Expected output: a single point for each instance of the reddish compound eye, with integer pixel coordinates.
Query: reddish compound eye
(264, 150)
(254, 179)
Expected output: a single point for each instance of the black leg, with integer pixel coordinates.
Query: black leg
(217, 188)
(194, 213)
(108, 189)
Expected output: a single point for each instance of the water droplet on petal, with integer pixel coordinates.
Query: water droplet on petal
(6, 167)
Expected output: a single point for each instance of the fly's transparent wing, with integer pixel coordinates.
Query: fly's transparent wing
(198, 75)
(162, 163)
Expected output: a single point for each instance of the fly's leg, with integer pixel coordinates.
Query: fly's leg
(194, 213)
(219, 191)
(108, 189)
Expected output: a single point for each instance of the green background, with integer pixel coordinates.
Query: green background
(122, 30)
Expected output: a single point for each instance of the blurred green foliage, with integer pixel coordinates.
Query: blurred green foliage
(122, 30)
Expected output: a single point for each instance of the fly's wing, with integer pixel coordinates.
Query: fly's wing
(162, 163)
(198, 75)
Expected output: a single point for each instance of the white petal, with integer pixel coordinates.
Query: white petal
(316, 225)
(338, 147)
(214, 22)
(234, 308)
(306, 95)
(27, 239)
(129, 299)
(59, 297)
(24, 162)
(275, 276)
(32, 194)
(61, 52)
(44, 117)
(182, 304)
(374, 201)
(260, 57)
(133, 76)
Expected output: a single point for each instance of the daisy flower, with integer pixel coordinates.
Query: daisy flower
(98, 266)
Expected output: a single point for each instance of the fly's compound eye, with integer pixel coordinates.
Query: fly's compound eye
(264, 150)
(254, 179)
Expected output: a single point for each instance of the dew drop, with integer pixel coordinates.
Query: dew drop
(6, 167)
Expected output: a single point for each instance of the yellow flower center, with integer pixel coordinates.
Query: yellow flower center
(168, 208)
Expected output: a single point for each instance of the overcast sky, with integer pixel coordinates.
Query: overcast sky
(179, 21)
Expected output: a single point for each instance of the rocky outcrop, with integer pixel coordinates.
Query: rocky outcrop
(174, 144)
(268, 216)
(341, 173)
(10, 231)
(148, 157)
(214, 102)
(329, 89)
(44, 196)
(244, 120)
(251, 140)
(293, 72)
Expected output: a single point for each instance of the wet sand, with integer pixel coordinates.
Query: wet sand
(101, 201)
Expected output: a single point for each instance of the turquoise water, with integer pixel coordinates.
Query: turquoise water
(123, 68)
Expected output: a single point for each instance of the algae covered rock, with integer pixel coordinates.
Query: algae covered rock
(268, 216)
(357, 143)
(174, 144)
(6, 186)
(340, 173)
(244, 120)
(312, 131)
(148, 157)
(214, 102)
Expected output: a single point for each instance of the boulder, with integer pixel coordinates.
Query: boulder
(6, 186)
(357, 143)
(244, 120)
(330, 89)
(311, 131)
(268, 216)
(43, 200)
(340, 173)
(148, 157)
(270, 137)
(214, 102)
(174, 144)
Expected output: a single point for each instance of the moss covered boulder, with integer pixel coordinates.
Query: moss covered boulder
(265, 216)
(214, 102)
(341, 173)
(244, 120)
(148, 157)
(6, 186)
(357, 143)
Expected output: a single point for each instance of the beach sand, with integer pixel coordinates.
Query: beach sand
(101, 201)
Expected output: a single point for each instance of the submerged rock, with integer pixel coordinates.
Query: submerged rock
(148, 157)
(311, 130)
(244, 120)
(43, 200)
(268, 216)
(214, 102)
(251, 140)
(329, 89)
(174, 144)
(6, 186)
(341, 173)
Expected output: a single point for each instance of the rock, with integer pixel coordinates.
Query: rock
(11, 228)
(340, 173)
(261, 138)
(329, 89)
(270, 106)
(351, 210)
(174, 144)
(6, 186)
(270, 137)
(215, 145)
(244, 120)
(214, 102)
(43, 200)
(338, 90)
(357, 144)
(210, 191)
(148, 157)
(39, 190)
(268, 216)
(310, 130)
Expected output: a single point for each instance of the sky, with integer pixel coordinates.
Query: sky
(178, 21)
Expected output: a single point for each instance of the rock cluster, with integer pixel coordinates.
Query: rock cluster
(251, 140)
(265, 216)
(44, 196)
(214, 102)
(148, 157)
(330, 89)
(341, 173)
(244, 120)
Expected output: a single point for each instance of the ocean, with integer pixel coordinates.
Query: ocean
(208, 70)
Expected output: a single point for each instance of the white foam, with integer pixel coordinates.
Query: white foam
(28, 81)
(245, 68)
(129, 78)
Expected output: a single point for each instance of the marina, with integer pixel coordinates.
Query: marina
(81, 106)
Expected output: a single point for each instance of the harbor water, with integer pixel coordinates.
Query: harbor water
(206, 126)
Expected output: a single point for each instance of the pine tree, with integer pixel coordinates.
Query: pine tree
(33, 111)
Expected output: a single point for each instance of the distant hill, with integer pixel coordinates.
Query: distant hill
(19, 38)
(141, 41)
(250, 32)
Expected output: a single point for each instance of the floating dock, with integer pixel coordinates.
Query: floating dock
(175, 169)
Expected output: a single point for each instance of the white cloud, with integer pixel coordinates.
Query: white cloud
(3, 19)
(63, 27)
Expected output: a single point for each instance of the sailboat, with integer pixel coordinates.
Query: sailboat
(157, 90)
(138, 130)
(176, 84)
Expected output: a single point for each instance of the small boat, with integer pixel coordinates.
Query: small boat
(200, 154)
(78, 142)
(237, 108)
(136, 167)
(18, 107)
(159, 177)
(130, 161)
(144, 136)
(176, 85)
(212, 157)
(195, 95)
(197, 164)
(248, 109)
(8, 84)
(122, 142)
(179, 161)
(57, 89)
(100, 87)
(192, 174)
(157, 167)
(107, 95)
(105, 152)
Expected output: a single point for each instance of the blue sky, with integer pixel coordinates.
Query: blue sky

▸ Work instructions: Copy out the entries between the line containing "Expected output: a single point for each instance of the harbor" and the end of the entries, inclusive, switching "small boat" to "rowboat" throughout and leaving everything else unchanged.

▸ Response to the exercise:
Expected output: a single point for each instance of the harbor water, with integer pixel coordinates.
Query: harbor water
(206, 126)
Expected output: a single point for each instance of the pine tree, with integer pixel coordinates.
Query: pine tree
(33, 111)
Expected output: a single point for each instance of the distant hill, with integer pixel coordinates.
Query: distant hill
(19, 38)
(141, 41)
(250, 32)
Expected output: a single point for each instance of the floating dock, with integer pixel coordinates.
Query: floating dock
(175, 169)
Expected output: a single point for each instance of the white cloud, with integer pixel coordinates.
Query: white cloud
(3, 19)
(63, 27)
Expected output: a single point for each instance of the sailboat, with integer pixel coordinates.
Query: sailboat
(157, 90)
(138, 130)
(176, 84)
Expected output: a single point for each instance of the rowboat, with integer pixel coordinates.
Query: rowboat
(200, 154)
(78, 142)
(237, 108)
(136, 167)
(18, 107)
(159, 177)
(130, 161)
(144, 136)
(176, 85)
(212, 157)
(195, 95)
(197, 164)
(248, 109)
(8, 84)
(122, 142)
(179, 161)
(57, 89)
(100, 87)
(192, 174)
(157, 167)
(107, 95)
(105, 152)
Expected output: a single point for each instance of the blue sky, with integer pixel coordinates.
Query: blue sky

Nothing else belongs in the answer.